**Exercise**:
Please output exactly the lines from the one containing "the forest background" through the last line of the records, both included.

===

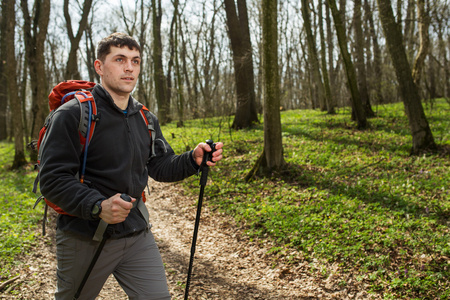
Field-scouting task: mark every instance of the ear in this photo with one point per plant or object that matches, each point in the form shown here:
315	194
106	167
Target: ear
98	67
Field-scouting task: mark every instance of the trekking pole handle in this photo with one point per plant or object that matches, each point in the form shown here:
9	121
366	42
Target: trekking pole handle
125	197
207	156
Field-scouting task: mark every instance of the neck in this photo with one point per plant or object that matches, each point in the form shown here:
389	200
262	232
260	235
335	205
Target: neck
120	100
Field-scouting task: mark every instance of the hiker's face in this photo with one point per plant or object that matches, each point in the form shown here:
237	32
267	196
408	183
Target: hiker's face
120	70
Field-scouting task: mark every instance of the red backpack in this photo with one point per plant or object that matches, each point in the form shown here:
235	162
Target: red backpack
81	91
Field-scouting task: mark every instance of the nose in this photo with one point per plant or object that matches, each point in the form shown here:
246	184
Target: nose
129	66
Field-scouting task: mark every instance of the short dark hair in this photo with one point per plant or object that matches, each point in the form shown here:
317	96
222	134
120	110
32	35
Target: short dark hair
116	39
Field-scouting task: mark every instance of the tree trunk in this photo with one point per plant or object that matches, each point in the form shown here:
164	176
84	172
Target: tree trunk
376	54
159	78
360	61
142	84
330	47
421	133
239	33
357	107
313	57
272	157
72	62
3	78
8	12
424	24
35	32
323	56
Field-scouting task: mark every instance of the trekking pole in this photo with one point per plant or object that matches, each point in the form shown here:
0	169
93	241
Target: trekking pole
203	179
95	258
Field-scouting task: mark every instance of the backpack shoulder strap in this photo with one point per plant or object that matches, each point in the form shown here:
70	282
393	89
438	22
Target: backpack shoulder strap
147	117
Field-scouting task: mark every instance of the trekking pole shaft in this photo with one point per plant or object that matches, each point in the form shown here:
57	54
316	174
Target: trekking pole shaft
194	241
89	270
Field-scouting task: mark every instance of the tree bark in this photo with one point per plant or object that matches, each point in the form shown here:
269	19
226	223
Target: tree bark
377	61
313	57
239	33
159	78
421	133
357	107
72	71
272	157
424	24
360	61
326	79
3	78
8	12
35	32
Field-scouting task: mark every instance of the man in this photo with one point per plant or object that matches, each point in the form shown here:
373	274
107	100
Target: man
119	161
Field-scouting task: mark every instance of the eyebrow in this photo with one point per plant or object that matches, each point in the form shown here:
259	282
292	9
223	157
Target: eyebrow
122	55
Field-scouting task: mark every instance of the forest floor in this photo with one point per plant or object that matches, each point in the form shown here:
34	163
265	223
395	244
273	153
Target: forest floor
227	265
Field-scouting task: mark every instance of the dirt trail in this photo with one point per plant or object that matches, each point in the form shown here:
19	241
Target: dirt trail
227	264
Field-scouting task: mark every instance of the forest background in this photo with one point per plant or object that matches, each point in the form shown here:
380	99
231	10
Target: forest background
244	62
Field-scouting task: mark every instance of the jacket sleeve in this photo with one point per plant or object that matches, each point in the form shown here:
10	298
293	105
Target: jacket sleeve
165	165
60	163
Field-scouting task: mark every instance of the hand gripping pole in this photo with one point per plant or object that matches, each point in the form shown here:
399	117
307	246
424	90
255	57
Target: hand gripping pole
203	179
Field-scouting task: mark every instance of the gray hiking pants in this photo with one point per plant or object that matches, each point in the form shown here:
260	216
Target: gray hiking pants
135	262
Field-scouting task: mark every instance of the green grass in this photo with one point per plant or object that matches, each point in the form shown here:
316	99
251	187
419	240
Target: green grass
349	197
18	220
355	199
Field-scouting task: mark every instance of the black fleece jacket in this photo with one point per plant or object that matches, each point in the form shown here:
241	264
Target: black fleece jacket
119	160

===

**Answer to the exercise**:
Field-scouting task: mark every instance of the forest background in this photo with one point per plant or object that matches, each point in the form shown here:
380	99
231	10
Target: forest background
244	62
Field-scouting task: mark every instance of the jacket sleeve in this photo with one point per plant or object that matches, each point in the form shown here:
10	298
293	105
Target: jacket sleeve
165	165
60	163
Field-scouting task: mark every instance of the hand gripping pole in this photo with one point per plant or object that matches, each point in the form shown here:
399	117
307	246
424	90
255	57
Target: hand gripping pole
203	179
Field-scouting task: mark every instance of the gray hiking pants in this photo with one point per plant or object that matches, each point in the form shown here:
260	216
Target: gray hiking pants
135	262
Field-scouting task: mark every instance of the green grass in this photo with one point per plant or object that matches, each point in the form shown here:
316	99
251	187
419	240
Target: green grass
349	197
18	220
355	199
Field-scouting task: mark every instance of the black fleece jacket in this photo with one point per plant or object that matches, each point in the form shown here:
241	264
Target: black fleece jacket
119	160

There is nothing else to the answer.